Search the entries below for the word "metal" and copy each line that has it.

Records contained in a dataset
::::

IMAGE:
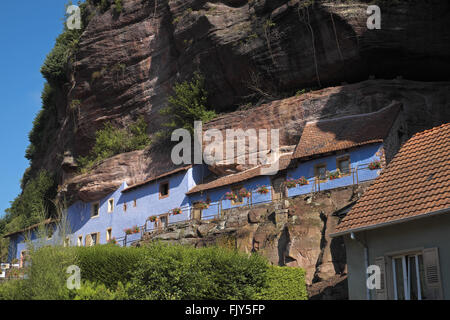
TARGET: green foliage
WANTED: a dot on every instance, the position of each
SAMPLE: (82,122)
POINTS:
(186,105)
(13,290)
(156,271)
(110,141)
(181,272)
(108,264)
(98,291)
(118,8)
(55,65)
(284,283)
(44,124)
(47,277)
(36,198)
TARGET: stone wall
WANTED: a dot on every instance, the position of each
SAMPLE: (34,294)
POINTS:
(292,232)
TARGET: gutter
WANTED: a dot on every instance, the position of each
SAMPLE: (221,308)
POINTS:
(389,223)
(366,260)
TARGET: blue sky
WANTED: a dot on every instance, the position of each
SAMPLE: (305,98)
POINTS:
(28,32)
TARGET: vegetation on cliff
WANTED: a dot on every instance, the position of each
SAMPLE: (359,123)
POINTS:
(111,140)
(188,103)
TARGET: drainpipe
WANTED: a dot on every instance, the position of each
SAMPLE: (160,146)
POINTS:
(366,261)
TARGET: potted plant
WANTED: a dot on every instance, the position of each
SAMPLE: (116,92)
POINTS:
(290,183)
(244,193)
(375,165)
(231,196)
(176,211)
(263,190)
(334,174)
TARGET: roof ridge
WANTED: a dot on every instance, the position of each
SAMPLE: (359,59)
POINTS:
(418,134)
(352,116)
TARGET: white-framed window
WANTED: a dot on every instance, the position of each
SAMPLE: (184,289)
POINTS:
(95,237)
(80,241)
(67,242)
(408,277)
(110,205)
(95,209)
(164,190)
(50,232)
(108,234)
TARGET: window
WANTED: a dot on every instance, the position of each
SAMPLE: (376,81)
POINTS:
(110,205)
(23,258)
(320,171)
(163,190)
(162,222)
(408,277)
(95,238)
(80,241)
(239,200)
(343,164)
(95,209)
(50,231)
(67,242)
(92,239)
(108,234)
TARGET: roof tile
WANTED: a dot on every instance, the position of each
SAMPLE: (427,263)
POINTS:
(416,182)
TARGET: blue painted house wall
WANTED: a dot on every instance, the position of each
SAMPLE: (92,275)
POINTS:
(217,195)
(359,158)
(148,202)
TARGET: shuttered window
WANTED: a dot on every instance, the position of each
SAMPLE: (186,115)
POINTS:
(381,293)
(432,274)
(416,276)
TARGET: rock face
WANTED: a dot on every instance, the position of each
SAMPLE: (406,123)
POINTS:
(426,104)
(292,232)
(248,51)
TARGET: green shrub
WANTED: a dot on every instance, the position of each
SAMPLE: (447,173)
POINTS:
(118,6)
(47,277)
(107,264)
(35,199)
(186,105)
(95,291)
(284,283)
(110,141)
(170,272)
(55,65)
(13,290)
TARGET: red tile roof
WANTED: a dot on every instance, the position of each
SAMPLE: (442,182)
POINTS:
(329,135)
(138,185)
(284,162)
(415,184)
(34,226)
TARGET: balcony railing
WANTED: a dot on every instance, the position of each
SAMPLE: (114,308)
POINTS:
(219,211)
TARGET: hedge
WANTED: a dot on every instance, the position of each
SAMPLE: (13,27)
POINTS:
(284,283)
(108,264)
(174,272)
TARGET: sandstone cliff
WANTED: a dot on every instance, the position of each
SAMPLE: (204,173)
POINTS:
(268,64)
(249,51)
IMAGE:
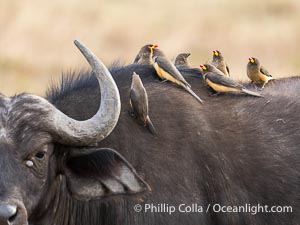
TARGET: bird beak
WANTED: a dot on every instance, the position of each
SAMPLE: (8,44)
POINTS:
(251,59)
(152,47)
(203,67)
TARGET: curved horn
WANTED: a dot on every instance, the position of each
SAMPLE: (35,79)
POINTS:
(95,129)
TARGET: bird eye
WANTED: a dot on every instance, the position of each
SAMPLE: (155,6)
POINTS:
(40,154)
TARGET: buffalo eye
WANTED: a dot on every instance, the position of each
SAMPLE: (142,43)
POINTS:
(40,154)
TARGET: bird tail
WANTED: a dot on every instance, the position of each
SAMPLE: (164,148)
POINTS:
(150,126)
(251,92)
(193,93)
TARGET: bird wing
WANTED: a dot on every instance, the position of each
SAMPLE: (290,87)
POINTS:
(222,80)
(137,58)
(169,67)
(264,71)
(227,68)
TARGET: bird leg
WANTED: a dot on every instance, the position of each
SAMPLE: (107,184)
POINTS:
(214,94)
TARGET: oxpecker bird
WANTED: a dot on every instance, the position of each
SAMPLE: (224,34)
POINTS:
(139,102)
(221,83)
(181,59)
(219,62)
(146,53)
(165,69)
(257,73)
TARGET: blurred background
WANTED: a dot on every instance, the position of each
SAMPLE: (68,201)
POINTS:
(36,37)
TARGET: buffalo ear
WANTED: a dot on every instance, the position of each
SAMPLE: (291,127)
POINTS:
(99,173)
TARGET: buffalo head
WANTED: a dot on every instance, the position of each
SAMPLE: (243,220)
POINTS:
(31,167)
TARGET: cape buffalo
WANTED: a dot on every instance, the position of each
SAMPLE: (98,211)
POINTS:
(71,160)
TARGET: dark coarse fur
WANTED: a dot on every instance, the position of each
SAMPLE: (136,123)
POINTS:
(232,150)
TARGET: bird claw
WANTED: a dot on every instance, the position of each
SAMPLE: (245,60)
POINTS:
(214,94)
(131,113)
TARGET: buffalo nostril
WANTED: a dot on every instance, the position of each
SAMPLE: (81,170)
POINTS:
(8,212)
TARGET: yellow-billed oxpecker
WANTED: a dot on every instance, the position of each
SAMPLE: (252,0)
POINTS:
(257,73)
(146,53)
(219,62)
(165,69)
(139,102)
(221,83)
(181,59)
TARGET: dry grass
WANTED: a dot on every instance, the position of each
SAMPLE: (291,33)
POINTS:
(36,36)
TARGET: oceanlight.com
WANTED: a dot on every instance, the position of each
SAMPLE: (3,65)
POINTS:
(217,208)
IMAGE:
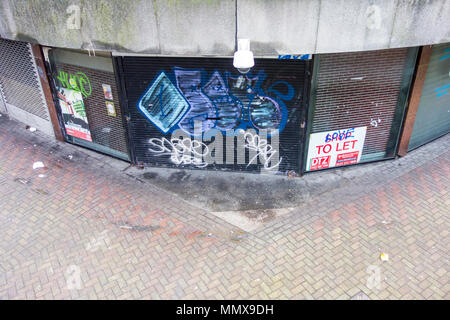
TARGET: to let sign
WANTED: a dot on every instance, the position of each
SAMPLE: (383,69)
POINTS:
(335,148)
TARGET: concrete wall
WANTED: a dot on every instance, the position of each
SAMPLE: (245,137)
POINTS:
(208,27)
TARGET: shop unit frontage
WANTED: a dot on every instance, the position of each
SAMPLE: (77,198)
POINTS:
(21,93)
(432,118)
(87,100)
(357,106)
(202,113)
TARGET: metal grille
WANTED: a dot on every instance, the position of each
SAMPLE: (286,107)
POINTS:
(360,89)
(107,131)
(207,89)
(433,115)
(19,81)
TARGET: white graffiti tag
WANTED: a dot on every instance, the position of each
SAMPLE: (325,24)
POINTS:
(182,151)
(264,150)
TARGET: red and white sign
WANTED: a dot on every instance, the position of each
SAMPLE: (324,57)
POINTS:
(335,148)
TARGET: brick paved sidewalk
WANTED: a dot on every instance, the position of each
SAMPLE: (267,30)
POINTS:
(80,229)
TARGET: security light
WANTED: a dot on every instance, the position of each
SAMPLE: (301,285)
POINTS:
(243,57)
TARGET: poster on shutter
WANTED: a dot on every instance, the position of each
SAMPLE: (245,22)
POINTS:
(107,91)
(74,113)
(335,148)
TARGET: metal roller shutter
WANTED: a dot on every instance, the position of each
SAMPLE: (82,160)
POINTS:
(358,89)
(20,85)
(107,132)
(433,115)
(170,95)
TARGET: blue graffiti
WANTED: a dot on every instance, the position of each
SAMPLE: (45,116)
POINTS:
(237,103)
(444,89)
(202,109)
(445,56)
(162,104)
(262,111)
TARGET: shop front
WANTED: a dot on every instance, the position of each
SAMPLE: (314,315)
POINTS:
(87,101)
(202,113)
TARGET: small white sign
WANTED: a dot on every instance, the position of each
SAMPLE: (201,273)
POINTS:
(335,148)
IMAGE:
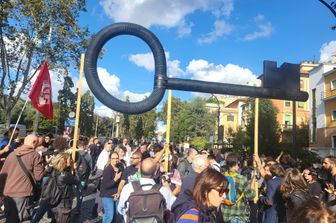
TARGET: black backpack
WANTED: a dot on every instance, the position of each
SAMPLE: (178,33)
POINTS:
(146,206)
(84,169)
(51,192)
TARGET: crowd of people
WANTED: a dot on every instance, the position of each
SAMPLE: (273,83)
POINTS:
(41,175)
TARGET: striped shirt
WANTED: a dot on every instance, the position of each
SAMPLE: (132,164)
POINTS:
(190,216)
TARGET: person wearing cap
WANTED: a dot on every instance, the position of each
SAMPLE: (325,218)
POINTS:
(185,165)
(314,187)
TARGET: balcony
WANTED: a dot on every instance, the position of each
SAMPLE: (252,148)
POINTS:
(328,95)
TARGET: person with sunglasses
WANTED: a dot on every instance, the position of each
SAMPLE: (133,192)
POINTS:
(109,187)
(201,204)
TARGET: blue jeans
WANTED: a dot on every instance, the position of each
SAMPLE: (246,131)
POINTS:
(109,206)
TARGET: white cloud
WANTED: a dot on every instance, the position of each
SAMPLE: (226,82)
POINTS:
(146,60)
(265,29)
(221,28)
(328,52)
(104,111)
(232,74)
(164,13)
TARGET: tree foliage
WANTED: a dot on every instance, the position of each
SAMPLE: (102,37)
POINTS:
(268,127)
(33,31)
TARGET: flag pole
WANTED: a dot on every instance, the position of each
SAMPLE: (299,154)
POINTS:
(17,122)
(168,130)
(79,95)
(23,108)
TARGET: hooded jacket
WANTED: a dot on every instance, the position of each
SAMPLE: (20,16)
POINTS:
(17,184)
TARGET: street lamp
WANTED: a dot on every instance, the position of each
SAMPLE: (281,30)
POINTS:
(220,128)
(117,121)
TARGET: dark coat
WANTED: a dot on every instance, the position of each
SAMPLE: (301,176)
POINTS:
(274,211)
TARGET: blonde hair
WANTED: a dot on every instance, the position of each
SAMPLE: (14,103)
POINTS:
(59,162)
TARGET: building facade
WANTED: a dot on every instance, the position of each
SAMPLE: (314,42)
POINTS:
(323,109)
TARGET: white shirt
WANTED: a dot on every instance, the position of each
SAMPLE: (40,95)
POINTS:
(102,159)
(128,189)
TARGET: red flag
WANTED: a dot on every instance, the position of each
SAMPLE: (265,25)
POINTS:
(41,94)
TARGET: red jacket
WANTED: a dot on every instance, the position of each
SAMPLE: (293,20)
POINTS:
(17,184)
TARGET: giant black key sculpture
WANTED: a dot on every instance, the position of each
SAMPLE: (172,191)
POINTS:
(277,83)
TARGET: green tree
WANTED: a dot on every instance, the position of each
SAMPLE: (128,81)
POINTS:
(66,101)
(268,127)
(33,31)
(86,114)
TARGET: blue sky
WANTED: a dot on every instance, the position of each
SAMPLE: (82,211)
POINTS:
(217,40)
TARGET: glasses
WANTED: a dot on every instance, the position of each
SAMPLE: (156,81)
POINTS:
(221,191)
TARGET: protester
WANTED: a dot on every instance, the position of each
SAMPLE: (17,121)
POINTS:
(146,181)
(238,211)
(313,211)
(200,203)
(18,189)
(274,208)
(62,196)
(109,187)
(294,190)
(200,163)
(185,165)
(314,187)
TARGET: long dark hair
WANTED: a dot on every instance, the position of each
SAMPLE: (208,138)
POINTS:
(293,181)
(207,180)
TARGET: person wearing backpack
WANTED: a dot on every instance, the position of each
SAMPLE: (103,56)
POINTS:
(57,191)
(109,187)
(294,190)
(201,203)
(235,206)
(144,200)
(83,162)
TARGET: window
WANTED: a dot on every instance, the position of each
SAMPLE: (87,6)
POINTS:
(333,115)
(333,84)
(230,118)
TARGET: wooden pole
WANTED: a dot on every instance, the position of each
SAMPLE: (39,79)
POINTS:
(256,133)
(79,96)
(168,130)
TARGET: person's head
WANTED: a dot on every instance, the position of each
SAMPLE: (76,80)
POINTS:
(277,170)
(232,160)
(136,158)
(309,175)
(148,168)
(114,159)
(210,188)
(31,140)
(200,163)
(329,163)
(60,143)
(215,151)
(143,148)
(121,150)
(293,181)
(313,211)
(81,145)
(10,132)
(60,161)
(191,153)
(108,147)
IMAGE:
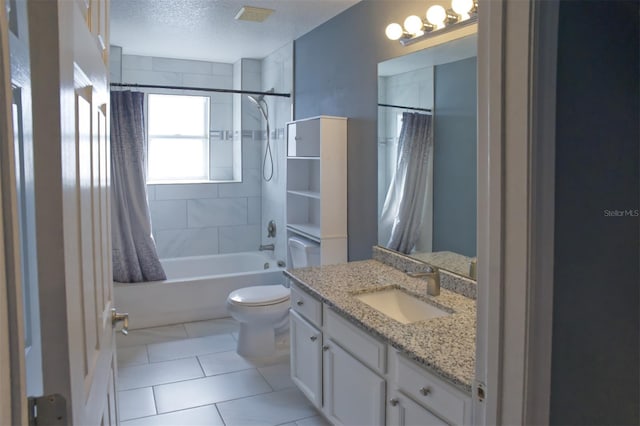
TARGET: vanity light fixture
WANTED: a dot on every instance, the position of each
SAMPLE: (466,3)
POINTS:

::::

Answer for this exercise:
TARGET: metal grille
TARGET: metal roller shutter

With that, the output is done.